Dans le cadre du projet Bloom sur l’animation des acteurs du biomimétisme en Hauts-de-France, nous lançons avec Ceebios et Euramaterials un concours de recherche et d’innovation sur la TEE pour identifier des projets faisant appel au biomimétisme.

Comment se positionnent les autres pays européens sur cette question ?
K. R.

Les gouvernements allemand et suisse ont compris l’intérêt de cette démarche qu’il faut envisager dans le long terme. Ils ont su l’anticiper et mettre en œuvre de véritables politiques publiques sur ce sujet. En Allemagne, le ministère de la Recherche s’est associé à ceux de l’Industrie et de l’Environnement et a octroyé des financements importants qui amorcent ces travaux et incitent les entreprises à s’intéresser à ces approches en rupture. La Suisse lui a emboîté le pas et ces deux pays sont aujourd’hui leaders en matière de recherche, mais aussi de formation, d’enseignement supérieur, etc. sur le biomimétisme. La France dispose de tous les atouts, à savoir une recherche d’excellence dans le domaine, un patrimoine biodiversité remarquable, des industriels moteurs et des start-up pépites. Dans un contexte mondial et européen de plus en plus contraint, la France peut et doit se distinguer par une politique ambitieuse en faveur du biomimétisme en réponse aux grands enjeux du XXIe siècle.

Bio express

Ingénieure physico-chimiste diplômée de l’ESPCI-ParisTech et docteur en neurosciences de l’UPMC, Kalina Raskin a pris la direction générale de Ceebios en 2017. Très active sur ce sujet (elle est notamment conseillère éditoriale « biomimétisme » pour la revue Techniques de l’ingénieur et a participé au groupe d’experts « Nature-based solutions » à la Commission européenne), elle entend aider la France à s’emparer du biomimétisme et à en faire un levier de la transition écologique.

▶ [Consignes]
(1) Recopiez le passage du texte sur le biomimétisme qui débute aux mots « Dans le cadre » et se termine après les mots « sur cette question ? ».
(2) Selon le texte sur le biomimétisme, quels atouts la France possède-t-elle dans ce domaine ? Citez-les tous.
(3) D'après le texte sur le biomimétisme, en quelle année Kalina Raskin a-t-elle pris la direction générale de Ceebios ?

▶ [Données]
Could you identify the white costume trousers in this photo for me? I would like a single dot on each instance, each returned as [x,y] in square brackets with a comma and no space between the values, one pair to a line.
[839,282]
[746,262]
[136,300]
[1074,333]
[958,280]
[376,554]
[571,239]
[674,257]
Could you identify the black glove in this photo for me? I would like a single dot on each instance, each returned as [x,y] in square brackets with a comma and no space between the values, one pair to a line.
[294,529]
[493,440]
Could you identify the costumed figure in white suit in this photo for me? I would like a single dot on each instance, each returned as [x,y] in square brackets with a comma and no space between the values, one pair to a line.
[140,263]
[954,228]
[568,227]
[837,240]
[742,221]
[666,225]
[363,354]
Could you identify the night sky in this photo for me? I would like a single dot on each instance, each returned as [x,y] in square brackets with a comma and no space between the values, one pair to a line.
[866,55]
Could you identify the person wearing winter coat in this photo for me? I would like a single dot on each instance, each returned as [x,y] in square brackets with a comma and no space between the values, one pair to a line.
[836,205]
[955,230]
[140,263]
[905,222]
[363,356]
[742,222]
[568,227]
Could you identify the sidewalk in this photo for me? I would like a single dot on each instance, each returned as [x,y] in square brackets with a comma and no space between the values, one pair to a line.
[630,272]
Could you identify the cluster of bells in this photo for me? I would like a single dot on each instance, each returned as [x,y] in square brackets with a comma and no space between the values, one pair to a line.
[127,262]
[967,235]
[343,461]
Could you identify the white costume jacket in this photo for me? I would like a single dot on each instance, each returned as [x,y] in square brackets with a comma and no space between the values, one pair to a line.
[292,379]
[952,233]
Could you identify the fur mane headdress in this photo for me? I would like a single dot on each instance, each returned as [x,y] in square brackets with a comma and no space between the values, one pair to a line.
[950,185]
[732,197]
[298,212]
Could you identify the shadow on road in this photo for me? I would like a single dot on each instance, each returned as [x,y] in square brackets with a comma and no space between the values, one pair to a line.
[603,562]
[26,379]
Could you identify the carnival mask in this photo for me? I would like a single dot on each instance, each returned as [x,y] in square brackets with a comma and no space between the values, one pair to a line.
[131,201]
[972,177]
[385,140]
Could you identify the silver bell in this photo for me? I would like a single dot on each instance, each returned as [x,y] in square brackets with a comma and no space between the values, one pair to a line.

▶ [Corrigés]
(1)
Dans le cadre du projet Bloom sur l’animation des acteurs du biomimétisme en Hauts-de-France, nous lançons avec Ceebios et Euramaterials un concours de recherche et d’innovation sur la TEE pour identifier des projets faisant appel au biomimétisme.

Comment se positionnent les autres pays européens sur cette question ?

(2)
- une recherche d'excellence dans le domaine
- un patrimoine biodiversité remarquable
- des industriels moteurs
- des start-up pépites

(3) En 2017.